• Aim:
Format every line of the listing below as a JSON array of strings, one string per line, leaving out any blank lines.

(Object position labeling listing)

++++++++++

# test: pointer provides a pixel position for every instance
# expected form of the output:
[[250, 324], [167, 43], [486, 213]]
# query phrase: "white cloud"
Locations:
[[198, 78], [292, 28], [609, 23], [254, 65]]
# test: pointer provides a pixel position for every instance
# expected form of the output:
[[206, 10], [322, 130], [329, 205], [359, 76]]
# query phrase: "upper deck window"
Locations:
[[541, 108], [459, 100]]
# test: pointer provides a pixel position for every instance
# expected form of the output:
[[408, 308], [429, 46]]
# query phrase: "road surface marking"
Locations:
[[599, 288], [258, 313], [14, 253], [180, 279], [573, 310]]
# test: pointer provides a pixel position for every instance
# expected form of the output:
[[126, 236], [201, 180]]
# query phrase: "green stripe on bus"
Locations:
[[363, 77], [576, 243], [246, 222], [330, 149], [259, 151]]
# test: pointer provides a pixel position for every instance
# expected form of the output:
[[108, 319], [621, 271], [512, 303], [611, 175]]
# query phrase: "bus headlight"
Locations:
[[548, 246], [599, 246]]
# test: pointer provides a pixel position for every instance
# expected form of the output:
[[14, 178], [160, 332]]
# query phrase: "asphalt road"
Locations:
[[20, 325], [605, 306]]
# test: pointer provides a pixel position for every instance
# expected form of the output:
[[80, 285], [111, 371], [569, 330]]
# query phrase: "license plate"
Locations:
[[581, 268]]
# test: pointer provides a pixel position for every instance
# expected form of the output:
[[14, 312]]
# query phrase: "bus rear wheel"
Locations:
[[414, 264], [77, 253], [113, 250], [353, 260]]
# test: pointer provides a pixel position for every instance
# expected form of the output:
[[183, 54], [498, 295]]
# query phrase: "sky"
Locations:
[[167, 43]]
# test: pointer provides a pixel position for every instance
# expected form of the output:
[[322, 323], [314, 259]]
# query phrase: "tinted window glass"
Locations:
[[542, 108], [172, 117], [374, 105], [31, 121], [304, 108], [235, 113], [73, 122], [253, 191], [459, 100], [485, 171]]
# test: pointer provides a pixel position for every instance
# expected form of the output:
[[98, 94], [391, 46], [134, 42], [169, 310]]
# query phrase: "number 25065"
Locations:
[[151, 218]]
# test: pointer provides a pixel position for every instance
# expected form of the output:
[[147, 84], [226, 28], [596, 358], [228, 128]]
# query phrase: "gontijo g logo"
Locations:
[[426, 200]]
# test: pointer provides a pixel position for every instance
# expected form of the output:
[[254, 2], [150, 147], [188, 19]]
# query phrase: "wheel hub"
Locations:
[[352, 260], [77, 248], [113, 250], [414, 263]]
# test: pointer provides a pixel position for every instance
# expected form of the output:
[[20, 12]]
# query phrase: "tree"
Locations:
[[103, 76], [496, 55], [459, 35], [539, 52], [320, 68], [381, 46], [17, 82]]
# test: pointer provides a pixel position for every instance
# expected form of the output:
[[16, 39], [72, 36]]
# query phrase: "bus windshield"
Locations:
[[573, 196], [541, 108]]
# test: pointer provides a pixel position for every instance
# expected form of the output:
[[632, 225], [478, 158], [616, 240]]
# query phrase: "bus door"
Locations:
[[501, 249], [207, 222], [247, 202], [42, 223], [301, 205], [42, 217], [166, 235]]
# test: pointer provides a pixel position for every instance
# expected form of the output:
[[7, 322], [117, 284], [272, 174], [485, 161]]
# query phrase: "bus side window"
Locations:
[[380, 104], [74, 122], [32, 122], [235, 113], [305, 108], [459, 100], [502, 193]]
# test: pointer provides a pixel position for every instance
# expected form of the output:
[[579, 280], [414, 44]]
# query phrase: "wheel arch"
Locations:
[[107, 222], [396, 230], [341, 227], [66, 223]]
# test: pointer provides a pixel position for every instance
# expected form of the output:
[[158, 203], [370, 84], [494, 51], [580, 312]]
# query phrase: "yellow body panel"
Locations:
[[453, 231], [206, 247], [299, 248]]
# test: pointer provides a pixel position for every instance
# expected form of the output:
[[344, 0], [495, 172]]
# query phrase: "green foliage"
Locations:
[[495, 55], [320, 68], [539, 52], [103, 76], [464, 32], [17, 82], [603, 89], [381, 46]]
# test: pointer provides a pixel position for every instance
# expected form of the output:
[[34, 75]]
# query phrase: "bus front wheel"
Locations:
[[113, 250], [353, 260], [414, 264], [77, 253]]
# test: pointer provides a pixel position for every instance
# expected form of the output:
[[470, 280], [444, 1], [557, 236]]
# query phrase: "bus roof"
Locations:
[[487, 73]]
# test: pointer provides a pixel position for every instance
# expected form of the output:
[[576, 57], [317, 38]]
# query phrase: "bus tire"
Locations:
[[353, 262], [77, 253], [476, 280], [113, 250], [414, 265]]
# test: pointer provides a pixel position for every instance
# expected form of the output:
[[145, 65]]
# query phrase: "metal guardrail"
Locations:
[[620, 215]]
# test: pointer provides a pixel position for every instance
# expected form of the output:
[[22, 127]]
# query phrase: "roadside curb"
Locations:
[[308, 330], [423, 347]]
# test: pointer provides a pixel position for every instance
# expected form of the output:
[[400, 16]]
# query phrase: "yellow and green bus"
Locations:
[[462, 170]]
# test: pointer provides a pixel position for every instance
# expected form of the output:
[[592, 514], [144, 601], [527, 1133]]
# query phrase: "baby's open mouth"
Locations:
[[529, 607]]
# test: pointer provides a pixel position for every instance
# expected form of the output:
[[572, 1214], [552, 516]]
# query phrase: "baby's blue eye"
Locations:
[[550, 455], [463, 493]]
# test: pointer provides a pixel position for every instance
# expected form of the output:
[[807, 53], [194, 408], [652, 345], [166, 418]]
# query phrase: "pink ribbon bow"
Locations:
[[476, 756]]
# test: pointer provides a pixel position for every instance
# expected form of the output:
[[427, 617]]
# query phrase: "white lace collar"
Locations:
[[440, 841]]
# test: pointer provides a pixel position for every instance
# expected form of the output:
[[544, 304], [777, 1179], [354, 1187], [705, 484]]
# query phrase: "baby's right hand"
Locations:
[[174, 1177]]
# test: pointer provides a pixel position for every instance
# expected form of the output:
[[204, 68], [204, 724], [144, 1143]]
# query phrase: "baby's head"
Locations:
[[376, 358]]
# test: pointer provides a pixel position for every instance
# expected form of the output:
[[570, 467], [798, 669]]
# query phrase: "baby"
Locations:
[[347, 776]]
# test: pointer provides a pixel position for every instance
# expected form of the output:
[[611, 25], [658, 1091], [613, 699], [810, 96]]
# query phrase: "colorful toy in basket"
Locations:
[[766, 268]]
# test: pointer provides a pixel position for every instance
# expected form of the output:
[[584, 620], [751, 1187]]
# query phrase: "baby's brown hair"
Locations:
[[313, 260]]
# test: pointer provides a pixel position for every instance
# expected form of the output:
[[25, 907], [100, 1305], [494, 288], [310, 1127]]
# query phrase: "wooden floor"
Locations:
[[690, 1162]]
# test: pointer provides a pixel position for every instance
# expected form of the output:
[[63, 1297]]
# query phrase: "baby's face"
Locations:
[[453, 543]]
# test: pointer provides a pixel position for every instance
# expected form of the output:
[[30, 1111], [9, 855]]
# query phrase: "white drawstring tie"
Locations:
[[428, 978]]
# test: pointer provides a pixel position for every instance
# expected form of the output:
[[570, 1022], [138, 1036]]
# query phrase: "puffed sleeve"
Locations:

++++++++++

• Answer to this problem:
[
  "# test: pointer provides a pixel position for every instance",
  "# expected form of the output:",
  "[[250, 324], [167, 43], [486, 213]]",
  "# query phrase: \"white cloud\"",
  "Locations:",
  "[[198, 78], [292, 28], [609, 23], [254, 65]]",
  "# test: pointer provides a pixel position for every instance",
  "# expected form of the output:",
  "[[206, 10], [322, 130], [329, 205], [359, 76]]",
  "# query phrase: \"upper deck window\"",
  "Locations:",
  "[[541, 108], [459, 100]]",
  "# test: pointer provides a pixel position for every instance",
  "# expected form of the output:",
  "[[408, 308], [429, 46]]",
  "# query phrase: \"road surface marking\"",
  "Locations:",
  "[[599, 288], [258, 313], [14, 253], [180, 279], [573, 310]]",
  "# test: pointer provides a pixel position for every instance",
  "# expected form of the output:",
  "[[126, 236], [201, 180]]",
  "# query phrase: \"green stripe on bus\"",
  "Locations:",
  "[[363, 77], [576, 243], [246, 222], [330, 149], [259, 151]]",
  "# test: pointer provides a pixel position for every instance",
  "# expected form of the output:",
  "[[108, 319], [621, 271], [512, 303], [611, 175]]",
  "# query phrase: \"bus headlight\"",
  "Locations:",
  "[[548, 246], [599, 246]]",
  "# test: pointer provides a pixel position for every instance",
  "# expected form of the output:",
  "[[14, 178], [160, 332]]",
  "# query phrase: \"asphalt road\"",
  "Locations:",
  "[[20, 325], [605, 306]]",
  "# test: pointer provides a pixel position for every instance",
  "# expected form of the output:",
  "[[80, 285], [111, 371], [569, 330]]",
  "# query phrase: \"license plate\"",
  "Locations:",
  "[[581, 268]]",
  "# test: pointer provides a pixel position for every instance",
  "# expected form of the output:",
  "[[14, 312]]",
  "# query phrase: \"bus rear wheel\"",
  "Locations:",
  "[[414, 264], [77, 253], [113, 250], [353, 260]]",
  "# test: pointer provides a pixel position for every instance",
  "# expected form of the output:",
  "[[183, 54], [498, 295]]",
  "# query phrase: \"sky\"",
  "Locations:",
  "[[167, 43]]",
  "# test: pointer provides a pixel position for every instance",
  "# expected form of the output:",
  "[[322, 323], [314, 259]]",
  "# query phrase: \"tinted window glass\"",
  "Locations:",
  "[[542, 108], [172, 117], [374, 105], [31, 121], [304, 108], [235, 113], [73, 122], [253, 191], [459, 100], [485, 171]]",
  "# test: pointer provides a pixel position for every instance",
  "# expected form of the output:",
  "[[98, 94], [391, 46], [134, 42], [169, 310]]",
  "# query phrase: \"number 25065\"",
  "Locations:",
  "[[151, 218]]",
  "# test: pointer provides a pixel position for every instance",
  "# expected form of the output:",
  "[[147, 84], [226, 28], [596, 358], [228, 128]]",
  "# query phrase: \"gontijo g logo\"",
  "Locations:",
  "[[426, 200]]",
  "# test: pointer provides a pixel position for every instance",
  "# expected form of the output:",
  "[[254, 2], [150, 147], [188, 19]]",
  "# query phrase: \"wheel hub\"",
  "Locations:",
  "[[352, 260], [77, 248], [113, 250], [414, 263]]",
  "# test: pointer provides a pixel position for every instance",
  "# expected form of the output:",
  "[[20, 12]]",
  "# query phrase: \"tree\"",
  "Locations:",
  "[[103, 76], [496, 55], [459, 35], [539, 52], [320, 68], [381, 46], [17, 82]]",
  "# test: pointer provides a pixel position for every instance",
  "# expected form of the output:",
  "[[16, 39], [72, 36]]",
  "# query phrase: \"bus windshield\"",
  "Locations:",
  "[[573, 196], [541, 108]]",
  "# test: pointer provides a pixel position for every instance",
  "# expected form of the output:",
  "[[632, 225], [478, 158], [616, 240]]",
  "# query phrase: \"bus door\"",
  "Locations:",
  "[[501, 249], [207, 222], [247, 202], [42, 223], [301, 205], [42, 217], [166, 235]]",
  "# test: pointer provides a pixel position for every instance",
  "# expected form of the output:",
  "[[7, 322], [117, 284], [272, 174], [485, 161]]",
  "# query phrase: \"bus side window\"",
  "Locations:",
  "[[380, 104], [74, 122], [32, 122], [235, 113], [305, 108], [459, 100], [502, 193]]",
  "# test: pointer provides a pixel position for every instance",
  "# expected form of the output:",
  "[[579, 280], [414, 44]]",
  "# query phrase: \"wheel arch\"",
  "Locations:",
  "[[107, 222], [396, 230], [341, 227], [66, 223]]",
  "# test: pointer provides a pixel position for every instance",
  "# expected form of the output:",
  "[[158, 203], [370, 84], [494, 51], [580, 312]]",
  "# query phrase: \"yellow body panel\"",
  "Locations:",
  "[[453, 231], [206, 247], [299, 248]]",
  "# test: pointer provides a pixel position for every instance",
  "# expected form of the output:",
  "[[344, 0], [495, 172]]",
  "# query phrase: \"green foliage\"",
  "Locations:",
  "[[495, 55], [320, 68], [539, 52], [103, 76], [464, 32], [17, 82], [603, 89], [381, 46]]",
  "# test: pointer provides a pixel position for every instance",
  "# expected form of the output:",
  "[[34, 75]]",
  "# query phrase: \"bus front wheel\"",
  "Locations:",
  "[[113, 250], [353, 260], [414, 264], [77, 253]]",
  "# test: pointer provides a pixel position for every instance",
  "# expected form of the output:",
  "[[470, 280], [444, 1], [557, 236]]",
  "# query phrase: \"bus roof\"",
  "Locations:",
  "[[487, 73]]",
  "# test: pointer provides a pixel position for every instance",
  "# expected form of the output:",
  "[[576, 57], [317, 38]]",
  "# query phrase: \"bus tire\"",
  "Locations:",
  "[[353, 262], [77, 253], [476, 280], [113, 250], [414, 265]]",
  "# test: pointer provides a pixel position for every instance",
  "# expected form of the output:",
  "[[145, 65]]",
  "# query phrase: \"metal guardrail\"",
  "Locations:",
  "[[620, 215]]",
  "# test: pointer provides a pixel position for every instance",
  "# expected form of the output:",
  "[[22, 127]]",
  "# query phrase: \"roadside curb\"",
  "Locations:",
  "[[308, 330], [423, 347]]",
  "# test: pointer provides a pixel position for every instance",
  "# expected form of the output:",
  "[[400, 16]]",
  "# query phrase: \"yellow and green bus\"",
  "Locations:",
  "[[462, 170]]",
  "# test: pointer provides a pixel position for every instance",
  "# expected form of the output:",
  "[[592, 514], [144, 601], [527, 1133]]",
  "# query phrase: \"baby's open mouth\"",
  "Locations:",
  "[[529, 607]]",
  "# test: pointer provides a pixel position for every instance",
  "# expected form of the output:",
  "[[572, 1214], [552, 516]]",
  "# query phrase: \"baby's blue eye\"",
  "Locations:",
  "[[550, 455], [463, 493]]",
  "# test: pointer provides a pixel position for every instance",
  "# expected form of the output:",
  "[[807, 53], [194, 408], [652, 345], [166, 418]]",
  "# query phrase: \"pink ribbon bow\"",
  "Locations:",
  "[[476, 756]]",
  "# test: pointer provides a pixel position for every instance",
  "# expected form of the output:",
  "[[427, 617]]",
  "# query phrase: \"white lace collar\"",
  "Locations:",
  "[[440, 841]]",
  "# test: pointer provides a pixel position for every instance",
  "# expected form of the output:",
  "[[544, 304], [777, 1179], [354, 1187], [705, 484]]",
  "# query phrase: \"baby's right hand\"",
  "Locations:",
  "[[174, 1177]]",
  "# test: pointer provides a pixel position for every instance",
  "# expected form of the output:",
  "[[204, 68], [204, 724], [144, 1143]]",
  "# query phrase: \"baby's head\"",
  "Locations:",
  "[[376, 358]]",
  "# test: pointer provides a pixel position for every instance",
  "# expected form of the output:",
  "[[570, 467], [798, 669]]",
  "# query phrase: \"baby\"",
  "Locations:",
  "[[347, 776]]",
  "# test: pointer provides a pixel position for every instance",
  "# expected form of the output:",
  "[[611, 25], [658, 1091], [613, 699], [810, 96]]",
  "# query phrase: \"colorful toy in basket\"",
  "Locations:",
  "[[766, 268]]",
  "# test: pointer provides a pixel position for every instance",
  "# expected form of the output:",
  "[[584, 620], [751, 1187]]",
  "# query phrase: \"baby's brown hair\"",
  "Locations:",
  "[[313, 260]]",
  "# test: pointer provides a pixel position for every instance",
  "# expected form of the output:",
  "[[25, 907], [100, 1305], [494, 288], [310, 1127]]",
  "# query phrase: \"wooden floor\"",
  "Locations:",
  "[[690, 1162]]",
  "# test: pointer provides a pixel position for every instance",
  "# expected form of the output:",
  "[[63, 1297]]",
  "# query phrase: \"baby's face\"",
  "Locations:",
  "[[453, 543]]",
  "# test: pointer provides a pixel position for every instance",
  "# expected form of the output:",
  "[[30, 1111], [9, 855]]",
  "# query phrase: \"white drawstring tie\"",
  "Locations:",
  "[[428, 978]]",
  "# test: pointer provides a pixel position for every instance",
  "# expected form of the output:",
  "[[570, 1022], [138, 1036]]",
  "# query phrase: \"puffed sleeve\"",
  "Locations:"
]